Continuous Profiling with Kloudfuse Profiler Server

Continuous Profiling is a powerful addition to the Kloudfuse observability platform. While traditional monitoring methods —- metrics, logs, and tracing — provide valuable insights, they leave gaps in understanding application performance at a granular level. Continuous Profiling addresses this lack of coverage by offering in-depth, line-level insights into the application’s code, exposing the precise details of resource utilization.

This low-overhead feature gathers profiles from production systems and stores them for subsequent analysis. It provides a comprehensive view of the application and its behavior in production, including CPU usage, memory allocation, and disk I/O, and ensures that every line of code operates efficiently.

Benefits of Continuous Profiling

Granular Insights

Continuous Profiling offers a detailed view of application performance that goes beyond traditional observability tools, providing line-level insights into resource utilization.

In-Depth Code Analysis

With a comprehensive understanding of code performance and system interactions, developers can easily identify how specific code segments use resources, facilitating thorough analysis and optimization.

Optimization Opportunities

By pinpointing inefficient lines of code, Continuous Profiling helps address performance bottlenecks and improve resource utilization across all applications.

• [GIVEN RECORDS]:
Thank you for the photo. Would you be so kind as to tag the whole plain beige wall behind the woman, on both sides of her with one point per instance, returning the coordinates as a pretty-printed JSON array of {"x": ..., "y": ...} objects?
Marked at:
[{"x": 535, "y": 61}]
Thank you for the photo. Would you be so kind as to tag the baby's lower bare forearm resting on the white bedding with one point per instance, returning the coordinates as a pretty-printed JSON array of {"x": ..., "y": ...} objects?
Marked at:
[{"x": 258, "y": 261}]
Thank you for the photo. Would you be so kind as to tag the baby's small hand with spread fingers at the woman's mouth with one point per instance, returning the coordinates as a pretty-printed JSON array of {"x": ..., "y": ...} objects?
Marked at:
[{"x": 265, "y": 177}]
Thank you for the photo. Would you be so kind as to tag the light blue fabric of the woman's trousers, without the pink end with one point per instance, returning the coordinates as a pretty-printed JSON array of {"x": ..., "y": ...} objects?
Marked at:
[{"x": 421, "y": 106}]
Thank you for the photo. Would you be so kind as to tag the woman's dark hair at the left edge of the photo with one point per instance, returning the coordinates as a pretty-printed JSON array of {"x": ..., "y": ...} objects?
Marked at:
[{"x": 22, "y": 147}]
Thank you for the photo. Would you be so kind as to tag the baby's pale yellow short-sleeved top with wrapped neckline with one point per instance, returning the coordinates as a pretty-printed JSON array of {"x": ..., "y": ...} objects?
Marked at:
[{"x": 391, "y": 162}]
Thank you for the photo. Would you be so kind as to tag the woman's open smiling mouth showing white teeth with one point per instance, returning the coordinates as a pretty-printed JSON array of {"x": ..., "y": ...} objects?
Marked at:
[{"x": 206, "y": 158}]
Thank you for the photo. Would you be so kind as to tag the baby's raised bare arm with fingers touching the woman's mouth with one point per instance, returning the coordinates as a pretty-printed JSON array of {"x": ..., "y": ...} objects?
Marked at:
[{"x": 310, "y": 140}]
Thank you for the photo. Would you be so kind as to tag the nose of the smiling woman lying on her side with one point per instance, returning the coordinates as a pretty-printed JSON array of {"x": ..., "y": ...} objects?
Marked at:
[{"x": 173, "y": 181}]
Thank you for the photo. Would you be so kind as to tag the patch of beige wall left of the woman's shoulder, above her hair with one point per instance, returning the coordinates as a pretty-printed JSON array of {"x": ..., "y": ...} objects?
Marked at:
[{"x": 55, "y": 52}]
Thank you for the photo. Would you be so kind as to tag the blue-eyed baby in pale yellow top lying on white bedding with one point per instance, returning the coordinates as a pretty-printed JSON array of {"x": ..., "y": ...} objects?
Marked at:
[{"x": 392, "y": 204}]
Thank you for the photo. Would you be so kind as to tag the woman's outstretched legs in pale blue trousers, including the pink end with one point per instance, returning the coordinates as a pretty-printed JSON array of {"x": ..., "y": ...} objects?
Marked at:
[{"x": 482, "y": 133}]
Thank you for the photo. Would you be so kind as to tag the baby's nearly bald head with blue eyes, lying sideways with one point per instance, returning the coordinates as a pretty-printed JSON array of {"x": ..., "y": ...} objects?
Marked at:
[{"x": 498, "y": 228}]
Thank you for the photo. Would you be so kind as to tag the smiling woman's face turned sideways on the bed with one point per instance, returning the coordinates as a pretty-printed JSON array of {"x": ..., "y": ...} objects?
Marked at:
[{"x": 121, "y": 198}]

• [ASSIGNMENT]: In the page on continuous profiling, which three resource areas does the view of an application's production behavior include?

• [EXERCISE RESPONSE]: CPU usage, memory allocation, and disk I/O.